**EXERCISE DIRECTIONS:**
Omit all images, then return the remaining material exactly as it stands.

Records from a point labeling set
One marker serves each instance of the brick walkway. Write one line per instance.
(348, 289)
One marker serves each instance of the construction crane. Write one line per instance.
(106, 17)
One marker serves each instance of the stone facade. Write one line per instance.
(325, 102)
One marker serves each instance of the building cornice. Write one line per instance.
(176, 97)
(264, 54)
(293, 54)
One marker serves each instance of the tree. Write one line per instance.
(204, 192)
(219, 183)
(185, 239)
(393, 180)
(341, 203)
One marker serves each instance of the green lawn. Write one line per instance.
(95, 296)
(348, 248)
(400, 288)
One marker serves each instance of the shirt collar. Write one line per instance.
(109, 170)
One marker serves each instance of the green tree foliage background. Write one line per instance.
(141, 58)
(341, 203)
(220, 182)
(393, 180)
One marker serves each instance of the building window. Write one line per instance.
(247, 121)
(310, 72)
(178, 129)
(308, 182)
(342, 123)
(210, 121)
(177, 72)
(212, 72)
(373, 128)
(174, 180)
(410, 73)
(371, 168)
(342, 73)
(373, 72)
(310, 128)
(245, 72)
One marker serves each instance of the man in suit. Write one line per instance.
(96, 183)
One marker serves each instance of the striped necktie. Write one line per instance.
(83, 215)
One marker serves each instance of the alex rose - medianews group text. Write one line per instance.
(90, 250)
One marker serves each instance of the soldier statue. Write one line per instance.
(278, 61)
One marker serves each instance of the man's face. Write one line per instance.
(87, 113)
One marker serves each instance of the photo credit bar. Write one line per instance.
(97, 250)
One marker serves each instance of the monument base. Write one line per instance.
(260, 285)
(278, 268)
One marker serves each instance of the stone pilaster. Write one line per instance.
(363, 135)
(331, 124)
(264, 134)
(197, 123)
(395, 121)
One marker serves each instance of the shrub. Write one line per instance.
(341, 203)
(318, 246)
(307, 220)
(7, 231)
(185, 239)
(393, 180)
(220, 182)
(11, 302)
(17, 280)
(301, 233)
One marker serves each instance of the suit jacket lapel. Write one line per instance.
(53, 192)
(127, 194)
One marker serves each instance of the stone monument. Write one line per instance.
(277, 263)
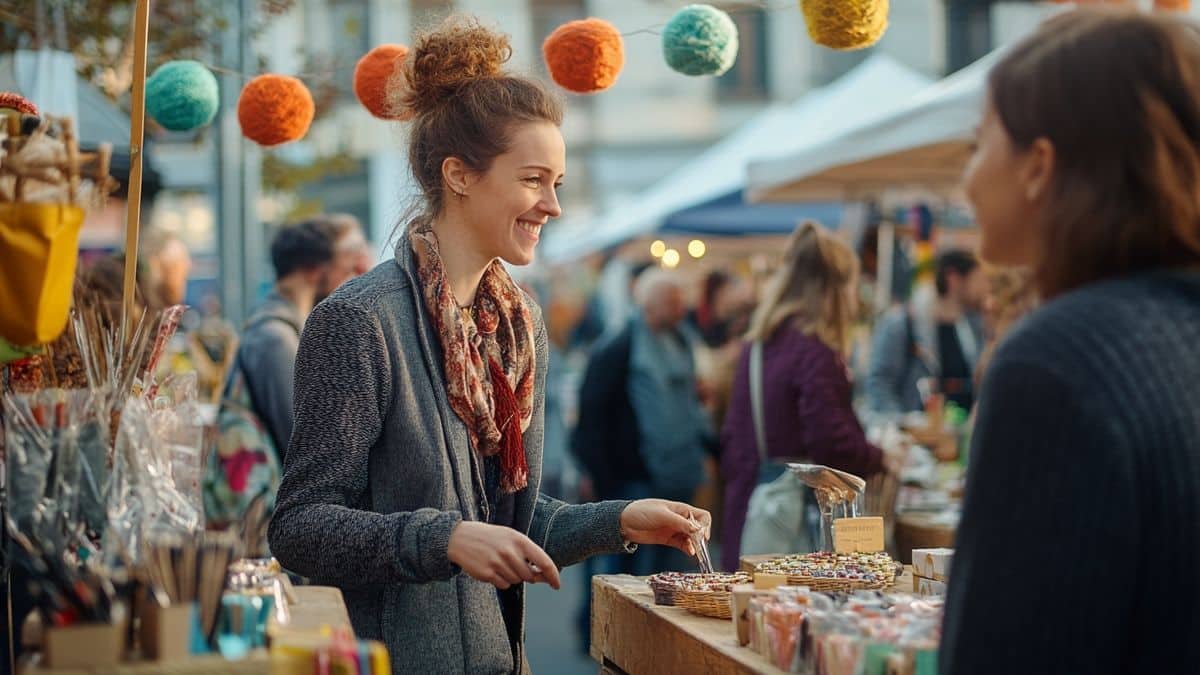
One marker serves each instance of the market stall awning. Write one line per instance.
(731, 216)
(923, 142)
(720, 171)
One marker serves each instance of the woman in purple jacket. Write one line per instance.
(804, 322)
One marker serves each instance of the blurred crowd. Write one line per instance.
(695, 386)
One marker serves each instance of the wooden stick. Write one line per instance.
(137, 129)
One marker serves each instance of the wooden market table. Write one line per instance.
(313, 608)
(631, 635)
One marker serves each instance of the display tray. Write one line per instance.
(631, 635)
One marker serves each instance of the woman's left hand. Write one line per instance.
(659, 521)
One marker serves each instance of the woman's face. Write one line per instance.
(508, 205)
(1005, 186)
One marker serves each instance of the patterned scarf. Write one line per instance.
(489, 360)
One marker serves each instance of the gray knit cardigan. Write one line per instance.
(379, 471)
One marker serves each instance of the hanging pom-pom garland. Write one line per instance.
(375, 78)
(13, 101)
(700, 40)
(845, 24)
(274, 109)
(586, 55)
(183, 95)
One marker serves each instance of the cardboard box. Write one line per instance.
(166, 632)
(923, 586)
(933, 563)
(85, 645)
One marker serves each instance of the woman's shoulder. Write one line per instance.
(382, 298)
(376, 291)
(799, 344)
(1105, 328)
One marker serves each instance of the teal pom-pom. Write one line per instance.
(181, 95)
(700, 40)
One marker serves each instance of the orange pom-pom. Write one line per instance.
(585, 55)
(275, 108)
(373, 81)
(17, 102)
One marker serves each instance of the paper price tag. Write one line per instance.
(858, 535)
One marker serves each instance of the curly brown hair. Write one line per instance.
(465, 103)
(1117, 94)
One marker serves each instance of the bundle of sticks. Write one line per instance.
(46, 165)
(191, 571)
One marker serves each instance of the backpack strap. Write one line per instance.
(756, 404)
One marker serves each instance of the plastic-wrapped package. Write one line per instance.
(144, 494)
(180, 428)
(57, 461)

**THE SOLUTION:**
One marker serves each instance of the brick walkway. Write one line per instance.
(348, 289)
One marker serves each instance of the construction crane. Write one line per instance.
(106, 17)
One marker serves each instance of the stone facade. Write one line per instance.
(325, 102)
One marker serves each instance of the building cornice. Write one line per instance.
(176, 97)
(264, 54)
(293, 54)
One marker serves each instance of the tree. Write one line per instance.
(204, 192)
(219, 183)
(185, 239)
(393, 180)
(341, 203)
One marker serves each instance of the green lawn. Write one line per instance.
(95, 296)
(348, 248)
(400, 288)
One marker serves each instance of the shirt collar. Write one line per instance.
(109, 170)
One marker serves each instance of the green tree foliage background. Write one line per instance.
(141, 58)
(341, 203)
(220, 182)
(393, 180)
One marker serves each instance of the building window. Write one line per instance.
(247, 121)
(310, 72)
(178, 129)
(308, 182)
(342, 123)
(210, 121)
(177, 72)
(212, 72)
(373, 128)
(174, 180)
(410, 73)
(371, 168)
(342, 73)
(373, 72)
(310, 128)
(245, 72)
One marker serves each instance of the man in suit. Write one line per instance.
(96, 183)
One marker serves each instance of the striped necktie. Write one line per instance.
(83, 215)
One marker serves each instance of the alex rose - medianews group text. Write one line per instance.
(90, 250)
One marker serves each instance of the soldier statue. Write one line per instance.
(278, 61)
One marker serves each instance of the man's face. Write one line per instance.
(87, 113)
One marker serves each instance of the photo credit bar. Write one line per instance.
(97, 250)
One marker serves each instance of the monument base. Write one line per instance.
(260, 285)
(278, 268)
One marker serves each instance of the stone pilaster. Write one line per instance.
(363, 135)
(331, 124)
(264, 134)
(197, 123)
(395, 121)
One marker serves each instance of the shrub. Write one line per instance.
(341, 203)
(318, 246)
(307, 220)
(7, 231)
(185, 239)
(393, 180)
(220, 182)
(11, 302)
(17, 280)
(301, 233)
One marker serves each instance of the suit jacket lapel. Write one line per instance.
(53, 192)
(127, 194)
One marker serves each instance of the stone monument. Write one line per instance.
(277, 263)
One marker serves each instance of the market stall awning. Write one line per instance.
(731, 216)
(923, 142)
(720, 171)
One marker serves each instance of the woman in purple jacket. Write one line per instance.
(804, 322)
One marker serves each instance of the blurred crowd. Write one line per instance.
(695, 386)
One marker serves each instance of the wooden stick. Write one line per instance.
(137, 129)
One marker serves each instance of the wooden market table. Write one line per instance.
(313, 608)
(631, 635)
One marker serves each instance of the display tray. Write one line per instance.
(631, 635)
One marker serves each instance of the woman's left hand. Write one line per instance.
(659, 521)
One marker serves each instance of the woman's face. Write one line per instance.
(508, 205)
(1005, 186)
One marker serves each instance of the patterned scarf. Write one line per instance.
(489, 360)
One marker serves each instance of the gray knit cardigan. Write one line per instance.
(379, 471)
One marker serves each instance of the hanging pom-pom garland. Write one line per instance.
(375, 78)
(13, 101)
(700, 40)
(845, 24)
(274, 109)
(586, 55)
(183, 95)
One marker serves each instance of the cardboard box. Write one line per instance.
(166, 632)
(923, 586)
(933, 563)
(85, 645)
One marker serves each instance of the woman's shoulder. Write one line per instance.
(382, 298)
(376, 291)
(799, 344)
(1105, 328)
One marker serves each instance of the teal pom-pom. Write one line per instance.
(181, 95)
(700, 40)
One marker serves each instance of the orange pom-pom. Write one line per instance.
(585, 55)
(275, 108)
(373, 81)
(17, 102)
One marker serves each instance of the paper price tag. Write one line per instance.
(858, 535)
One marker serves each instance of the curly brown hair. Write one line per instance.
(465, 103)
(1117, 94)
One marker serves each instance of the bundle of sticks. Write one line per instance.
(46, 165)
(191, 571)
One marker serves each instance of the backpack strap. Write one line per instance.
(756, 404)
One marker serves each instance of the plastic-wrapped package. Write one line per instance.
(144, 494)
(180, 428)
(57, 461)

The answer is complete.